DO THIS |
Extract every line below, verbatim.

GIVEN ENTRIES |
#####

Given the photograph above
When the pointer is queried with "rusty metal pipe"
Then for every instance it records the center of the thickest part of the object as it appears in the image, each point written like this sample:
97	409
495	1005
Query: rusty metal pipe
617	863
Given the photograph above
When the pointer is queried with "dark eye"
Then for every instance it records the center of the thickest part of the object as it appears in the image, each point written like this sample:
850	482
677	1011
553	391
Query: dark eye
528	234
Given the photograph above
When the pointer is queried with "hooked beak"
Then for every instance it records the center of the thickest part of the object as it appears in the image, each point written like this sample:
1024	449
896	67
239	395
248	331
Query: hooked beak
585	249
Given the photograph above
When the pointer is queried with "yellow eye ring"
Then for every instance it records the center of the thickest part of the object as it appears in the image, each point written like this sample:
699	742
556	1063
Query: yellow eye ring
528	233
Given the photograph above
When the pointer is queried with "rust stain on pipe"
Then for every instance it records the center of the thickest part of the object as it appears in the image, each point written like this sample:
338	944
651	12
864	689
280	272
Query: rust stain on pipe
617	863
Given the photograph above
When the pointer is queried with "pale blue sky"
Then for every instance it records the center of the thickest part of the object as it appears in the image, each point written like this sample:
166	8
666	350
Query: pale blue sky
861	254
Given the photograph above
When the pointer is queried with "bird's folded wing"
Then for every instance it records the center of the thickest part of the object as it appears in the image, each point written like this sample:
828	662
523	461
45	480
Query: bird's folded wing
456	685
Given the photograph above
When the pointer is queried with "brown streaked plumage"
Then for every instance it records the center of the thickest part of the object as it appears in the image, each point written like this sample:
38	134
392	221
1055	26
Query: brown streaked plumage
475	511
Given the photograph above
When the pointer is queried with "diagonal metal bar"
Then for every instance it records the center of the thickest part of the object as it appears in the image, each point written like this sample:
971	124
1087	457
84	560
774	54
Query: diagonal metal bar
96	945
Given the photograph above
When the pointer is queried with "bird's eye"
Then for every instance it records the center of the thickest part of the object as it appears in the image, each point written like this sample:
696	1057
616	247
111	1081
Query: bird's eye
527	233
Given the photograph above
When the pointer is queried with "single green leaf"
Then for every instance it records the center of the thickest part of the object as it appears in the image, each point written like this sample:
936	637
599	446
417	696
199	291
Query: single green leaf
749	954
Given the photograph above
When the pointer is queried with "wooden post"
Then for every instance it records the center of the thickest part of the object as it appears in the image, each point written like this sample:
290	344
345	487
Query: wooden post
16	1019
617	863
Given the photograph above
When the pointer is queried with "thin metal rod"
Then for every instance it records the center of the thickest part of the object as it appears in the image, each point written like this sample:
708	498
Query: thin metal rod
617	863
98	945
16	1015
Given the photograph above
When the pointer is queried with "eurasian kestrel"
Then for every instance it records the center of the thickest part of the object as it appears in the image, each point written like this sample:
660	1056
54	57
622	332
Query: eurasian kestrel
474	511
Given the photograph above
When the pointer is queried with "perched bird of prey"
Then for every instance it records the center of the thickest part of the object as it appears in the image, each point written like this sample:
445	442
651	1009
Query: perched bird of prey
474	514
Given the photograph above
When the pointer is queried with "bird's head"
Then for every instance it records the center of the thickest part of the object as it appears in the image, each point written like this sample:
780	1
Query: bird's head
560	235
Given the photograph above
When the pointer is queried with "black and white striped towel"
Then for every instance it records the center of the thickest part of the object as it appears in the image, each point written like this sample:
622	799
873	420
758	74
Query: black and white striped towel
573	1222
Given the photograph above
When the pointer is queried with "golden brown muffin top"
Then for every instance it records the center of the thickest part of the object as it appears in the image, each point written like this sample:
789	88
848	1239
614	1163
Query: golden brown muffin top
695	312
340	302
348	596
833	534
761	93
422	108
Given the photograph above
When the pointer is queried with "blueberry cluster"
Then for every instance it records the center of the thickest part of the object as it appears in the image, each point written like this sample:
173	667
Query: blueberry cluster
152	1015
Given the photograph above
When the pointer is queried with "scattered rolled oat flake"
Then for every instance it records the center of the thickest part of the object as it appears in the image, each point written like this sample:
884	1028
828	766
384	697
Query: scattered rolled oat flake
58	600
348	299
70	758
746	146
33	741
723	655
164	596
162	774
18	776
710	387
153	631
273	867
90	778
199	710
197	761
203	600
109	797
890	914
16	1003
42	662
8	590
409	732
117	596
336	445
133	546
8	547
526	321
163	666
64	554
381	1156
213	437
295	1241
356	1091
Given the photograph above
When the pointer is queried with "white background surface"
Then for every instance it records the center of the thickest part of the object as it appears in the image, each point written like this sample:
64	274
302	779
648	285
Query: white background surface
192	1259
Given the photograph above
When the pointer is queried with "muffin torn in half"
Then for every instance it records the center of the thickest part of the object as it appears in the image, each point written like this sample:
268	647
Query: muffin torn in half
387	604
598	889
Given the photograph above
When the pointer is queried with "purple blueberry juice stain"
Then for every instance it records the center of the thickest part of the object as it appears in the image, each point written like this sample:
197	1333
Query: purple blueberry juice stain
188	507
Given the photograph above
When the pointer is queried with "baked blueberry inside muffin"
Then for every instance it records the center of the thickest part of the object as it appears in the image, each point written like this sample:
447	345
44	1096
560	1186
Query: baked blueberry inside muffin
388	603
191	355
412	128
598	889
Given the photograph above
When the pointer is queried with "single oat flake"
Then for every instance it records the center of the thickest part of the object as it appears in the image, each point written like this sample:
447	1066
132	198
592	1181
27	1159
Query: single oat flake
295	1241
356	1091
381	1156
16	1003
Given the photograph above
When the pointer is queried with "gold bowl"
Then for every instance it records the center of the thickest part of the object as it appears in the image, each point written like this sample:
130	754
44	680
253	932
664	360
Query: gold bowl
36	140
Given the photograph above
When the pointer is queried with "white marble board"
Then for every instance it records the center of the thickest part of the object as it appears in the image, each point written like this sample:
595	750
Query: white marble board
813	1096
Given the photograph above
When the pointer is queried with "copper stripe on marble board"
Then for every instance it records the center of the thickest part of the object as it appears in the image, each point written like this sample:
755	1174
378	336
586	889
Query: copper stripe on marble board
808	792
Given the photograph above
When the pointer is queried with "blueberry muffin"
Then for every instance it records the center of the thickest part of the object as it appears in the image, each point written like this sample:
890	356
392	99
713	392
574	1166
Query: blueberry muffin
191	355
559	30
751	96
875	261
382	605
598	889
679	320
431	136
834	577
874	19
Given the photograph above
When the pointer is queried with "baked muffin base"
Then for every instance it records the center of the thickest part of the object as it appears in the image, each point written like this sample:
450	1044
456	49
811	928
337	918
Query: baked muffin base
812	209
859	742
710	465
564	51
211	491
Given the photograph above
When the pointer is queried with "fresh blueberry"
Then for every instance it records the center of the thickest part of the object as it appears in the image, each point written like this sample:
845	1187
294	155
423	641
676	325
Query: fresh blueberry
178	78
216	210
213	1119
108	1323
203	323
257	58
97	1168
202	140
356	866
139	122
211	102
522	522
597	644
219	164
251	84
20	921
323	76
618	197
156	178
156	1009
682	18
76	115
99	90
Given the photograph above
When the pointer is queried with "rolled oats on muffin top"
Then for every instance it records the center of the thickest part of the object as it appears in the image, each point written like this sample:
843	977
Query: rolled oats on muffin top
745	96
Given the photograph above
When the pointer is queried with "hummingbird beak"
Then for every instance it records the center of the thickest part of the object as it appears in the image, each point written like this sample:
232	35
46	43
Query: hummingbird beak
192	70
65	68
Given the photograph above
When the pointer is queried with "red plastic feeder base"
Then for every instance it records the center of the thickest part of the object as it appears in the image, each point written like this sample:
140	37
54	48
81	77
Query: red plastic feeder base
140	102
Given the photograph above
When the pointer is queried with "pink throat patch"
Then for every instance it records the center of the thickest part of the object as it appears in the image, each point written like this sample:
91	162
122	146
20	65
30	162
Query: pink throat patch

#####

ANSWER TO THE PROBLEM |
Given the photograph above
When the pointer is queried with "rusty metal pipe"
Then for every instance it records the center of the thickest part of the object as it appears in the image, each point written like this sample:
97	409
495	1005
Query: rusty metal pipe
617	863
Given the photograph above
When the pointer is queried with "dark eye"
Then for every instance it records the center of the thickest part of the object as it appears in the image, each point written like this sample:
850	482
677	1011
553	391
Query: dark eye
528	234
Given the photograph above
When the pointer is queried with "hooked beak"
Then for every instance it records the center of the thickest part of the object as it appears in the image, each point written like this sample:
1024	449
896	67
239	395
248	331
Query: hooked beak
585	249
Given the photograph above
When the pointer is queried with "yellow eye ring"
Then for every instance it records the center of the thickest part of the object as it appears in the image, each point written like this sample:
699	742
556	1063
Query: yellow eye ring
528	233
Given the photograph above
When the pointer is queried with "rust stain on pipe"
Then for every instance it records the center of the thickest part of the object as it appears in the image, each point written like this sample:
338	944
651	12
864	689
280	272
Query: rust stain on pipe
617	863
Given the photograph above
When the pointer is queried with "pale blue sky"
Then for every instance it records the center of the thickest part of the object as it appears in the image, each point written like this sample:
166	8
666	350
Query: pale blue sky
861	254
Given the photograph above
When the pointer is queried with "bird's folded wing"
Then for every instance it records the center of the thickest part of the object as it appears in the image, each point written like this sample:
828	662
523	461
45	480
Query: bird's folded wing
456	685
Given the photograph above
When the pointer is queried with "brown streaked plumage"
Then for every instance it records the center of the thickest part of the object as it appears in the image, each point written like this sample:
38	134
392	221
1055	26
Query: brown streaked plumage
475	511
Given the photograph above
When the pointer is queried with "diagonal metal bar"
Then for every instance it records the center of the thickest part of the object as it appears in the image, each point written like this sample:
971	124
1087	457
84	560
774	54
Query: diagonal metal bar
96	945
Given the photograph above
When the pointer is queried with "bird's eye"
Then for every instance it records the center of the thickest part of the object as it appears in the image, each point written like this sample:
696	1057
616	247
111	1081
Query: bird's eye
527	233
Given the photograph above
When the pointer is queried with "single green leaf"
Then for every instance it records the center of the thickest part of the object as it appears in the image, each point written like this sample:
936	637
599	446
417	696
199	291
Query: single green leaf
749	954
Given the photograph above
When the pointer is queried with "wooden post"
Then for every instance it records the center of the thickest part of the object as it appears in the image, each point written like this sample:
290	344
345	487
Query: wooden post
16	1019
617	863
Given the photograph above
When the pointer is queried with "thin metal rod"
Then for every instance it records the center of the thickest part of the object as it appears in the image, each point written like this sample:
708	498
Query: thin metal rod
617	863
98	945
16	1015
Given the photograph above
When the pointer is queried with "eurasian kestrel"
Then for every instance it records the center of the thickest part of the object as it appears in the image, each point written like this sample:
660	1056
54	57
622	332
Query: eurasian kestrel
474	511
Given the photograph above
When the pointer is queried with "perched bird of prey"
Then for every instance it records the center of the thickest part of the object as it appears in the image, each point written like this sample:
445	442
651	1009
Query: perched bird of prey
474	514
Given the photograph above
When the pointer is queried with "bird's head"
Then for every instance it records the center of the thickest part of the object as it appears in the image, each point written like this sample:
780	1
Query: bird's head
560	235
Given the photograph above
When the pointer is queried with "black and white striped towel"
Then for every instance it records the center of the thickest part of the object as it appears in the image, each point written like this sample:
622	799
873	420
758	74
Query: black and white striped towel
573	1222
Given the photograph above
When the pointer is queried with "golden brown muffin top"
Then for every instance it records the center of the thickest part of the object as it appears in the image, each point written like this sample:
789	88
848	1239
614	1163
Query: golden brown muffin top
695	312
340	302
348	596
833	534
761	93
422	108
Given the photograph above
When the pointer is queried with "blueberry cluster"
Then for every instance it records the center of the thickest part of the object as it appears in the image, each point written like this sample:
173	667
Query: blueberry cluster
152	1015
Given the photograph above
When the pointer is queried with "scattered rolled oat flake"
Then for every instance it records the center of the thickest part of the object as it appears in the image, each point written like this sample:
884	1028
828	766
384	697
Query: scattered rolled oat flake
58	600
348	299
70	758
746	146
33	741
723	655
164	596
162	774
18	776
710	387
153	631
273	867
90	778
199	710
197	761
203	600
109	797
890	914
16	1003
42	662
8	590
409	732
117	596
336	445
133	546
8	547
526	321
163	666
64	554
381	1156
213	437
295	1241
356	1091
Given the photograph above
When the pointer is queried with "white background surface"
Then for every instance it records the center of the thickest part of the object as it appears in the image, each point written like this sample:
64	274
302	779
648	285
Query: white background surface
192	1259
Given the photograph above
When the pointer is queried with "muffin torn in half"
Then for every instance it records the center of the thickest part of the object as it appears in the image, each point written like this sample:
268	647
Query: muffin torn in half
387	604
598	889
Given the photograph above
When the pointer is queried with "purple blueberry juice stain"
Then for every instance it records the center of the thickest part of the object as it appears in the image, each point written like this sample:
197	1333
Query: purple blueberry juice stain
188	507
Given the photograph above
When the pointer is queried with "baked blueberry inside muffin"
Then for every instance it records the center of the thickest part of the object as it appears in the image, each point written like this sample:
447	345
44	1096
560	1186
Query: baked blueberry inside muffin
388	603
191	355
412	128
598	889
Given the photograph above
When the pointer is queried with "single oat flake"
Then for every instance it records the center of the thickest part of the object as it appears in the image, each point written like this sample:
447	1066
132	198
592	1181
27	1159
Query: single oat flake
295	1241
356	1091
381	1156
16	1003
Given the photograph above
When the pointer is queried with "gold bowl"
Then for every instance it records the center of the thickest part of the object as it appears in the image, each point written like this sample:
130	754
44	680
253	932
664	360
Query: gold bowl
36	140
Given the photograph above
When the pointer is queried with "white marble board"
Then for every instance it records the center of the thickest part of the object as it appears in the image, each point written like this sample:
595	750
Query: white marble board
813	1096
Given the photograph above
When the pointer is queried with "copper stripe on marble board"
Then for every instance it records the center of the thickest part of the object as it appears in the image, each point written like this sample:
755	1174
378	336
586	889
Query: copper stripe on marble board
808	792
Given the photograph above
When the pointer is queried with "blueberry muffin"
Then for every instance it records the center of the thickest part of the object as it appears in the image, each point written like this sample:
890	356
392	99
713	392
574	1166
Query: blueberry muffin
191	355
559	30
751	96
875	261
382	605
598	889
679	320
431	136
834	577
874	19
Given the photograph above
When the pointer is queried with "baked muffin base"
Then for every instance it records the center of the thickest part of the object as it appears in the image, each point written like this sample:
450	1044
456	49
811	928
337	918
Query: baked muffin base
812	209
859	742
710	465
564	51
211	491
Given the photograph above
When the pointer is queried with "fresh blueberry"
Then for every instance it records the center of the thickest part of the object as it appears in the image, each point written like this sample:
845	1187
294	155
423	641
676	325
Query: fresh blueberry
178	78
216	210
213	1119
108	1323
203	323
257	58
97	1168
202	140
356	866
139	122
211	102
522	522
597	644
219	164
251	84
20	921
323	76
618	197
156	178
156	1009
682	18
76	115
99	90
Given the photograph above
When the pointer is queried with "rolled oats on muffin top"
Then for every instance it records the center of the thickest part of the object as it appears in the image, each point written like this sample:
843	977
Query: rolled oats on muffin top
745	96
Given the photograph above
When the pointer is queried with "hummingbird beak"
Then for every instance it records the center of the thickest part of the object as it appears in the image, each point written like this sample:
232	35
46	43
Query: hummingbird beak
192	70
65	68
Given the photograph above
When the pointer is queried with "red plastic feeder base"
Then for every instance it records the center of the thickest part of the object as it appears in the image, each point written like this sample:
140	37
54	48
81	77
Query: red plastic feeder base
140	102
Given the photograph above
When the pointer is queried with "pink throat patch"
Then for every instance it records the center of the thickest part of the object as it appears in the image, each point written like this sample:
91	162
122	146
20	65
30	162
Query: pink throat patch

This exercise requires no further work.